··· PROVIDED TEXT ···

Ralph Alanson Sawyer (January 5, 1895 - December 6, 1978) was an American physicist and a leader in American science.

A New Hampshire native, he graduated from the Atkinson Academy in 1911 and in 1915 from Dartmouth. He then went to the University of Chicago where, under the direction of R. A. Millikan, he finished his PhD in 1919, a time during which he also served as a scientific liaison officer in the United States Navy. At the invitation of Harrison M. Randall, Sawyer then joined the faculty of the physics department at the University of Michigan, an affiliation that he retained for his entire career.

At Michigan, he began by doing work in ultraviolet spectroscopy for studies of atomic structure; he also did much to develop industrial applications of spectroscopy. In later years, his talent for administration brought him to positions of scientific, military, and academic leadership that extended beyond his formal retirement from Michigan in 1964.

Sawyer was the civilian director of the 1946 Bikini atomic bomb tests, president of the Optical Society of America from 1955 to 1957, elected Fellow of OSA in 1959, and was awarded the Frederic Ives Medal in 1963. He was also dean of the graduate school and vice president for research at the University of Michigan.

Sawyer died in 1978, at 83 years of age, in Ann Arbor, Michigan.

···

▸ **WHAT YOU NEED TO DO**
1. Rewrite everything in the Sawyer biography from "A New Hampshire" down to "his entire career.", replacing "Dartmouth" with "Dartmouth College".
2. According to the Sawyer biography, what role did Sawyer hold in the 1946 Bikini atomic bomb tests?
These records were taken from a separate source.

··· EXTRACTED MATERIAL ···

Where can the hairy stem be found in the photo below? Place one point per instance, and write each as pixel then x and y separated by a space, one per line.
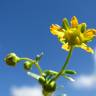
pixel 64 66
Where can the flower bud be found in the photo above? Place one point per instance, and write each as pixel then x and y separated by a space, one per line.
pixel 27 65
pixel 12 59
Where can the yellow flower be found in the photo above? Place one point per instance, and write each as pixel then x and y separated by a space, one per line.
pixel 75 35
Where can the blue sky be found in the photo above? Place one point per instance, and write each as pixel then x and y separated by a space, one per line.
pixel 24 29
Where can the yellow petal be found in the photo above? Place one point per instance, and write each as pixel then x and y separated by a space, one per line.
pixel 57 30
pixel 66 47
pixel 74 21
pixel 90 33
pixel 85 47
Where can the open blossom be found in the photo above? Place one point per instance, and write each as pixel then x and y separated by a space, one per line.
pixel 75 34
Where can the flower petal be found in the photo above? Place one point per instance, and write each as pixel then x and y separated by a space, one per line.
pixel 89 34
pixel 66 47
pixel 85 47
pixel 57 30
pixel 74 21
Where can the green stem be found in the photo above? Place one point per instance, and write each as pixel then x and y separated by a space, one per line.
pixel 33 61
pixel 64 66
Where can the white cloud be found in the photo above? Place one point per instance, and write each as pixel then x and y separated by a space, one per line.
pixel 26 91
pixel 85 81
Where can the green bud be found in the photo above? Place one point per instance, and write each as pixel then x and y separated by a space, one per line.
pixel 83 27
pixel 65 24
pixel 70 72
pixel 42 80
pixel 27 65
pixel 12 59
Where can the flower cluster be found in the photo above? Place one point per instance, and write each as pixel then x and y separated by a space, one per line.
pixel 75 34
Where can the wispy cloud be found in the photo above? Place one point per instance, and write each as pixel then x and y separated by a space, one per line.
pixel 26 91
pixel 85 81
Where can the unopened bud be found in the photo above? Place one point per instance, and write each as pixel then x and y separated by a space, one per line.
pixel 12 59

···

▸ **YOUR WRITTEN ANSWERS**
1.
A New Hampshire native, he graduated from the Atkinson Academy in 1911 and in 1915 from Dartmouth College. He then went to the University of Chicago where, under the direction of R. A. Millikan, he finished his PhD in 1919, a time during which he also served as a scientific liaison officer in the United States Navy. At the invitation of Harrison M. Randall, Sawyer then joined the faculty of the physics department at the University of Michigan, an affiliation that he retained for his entire career.

2. He was the civilian director.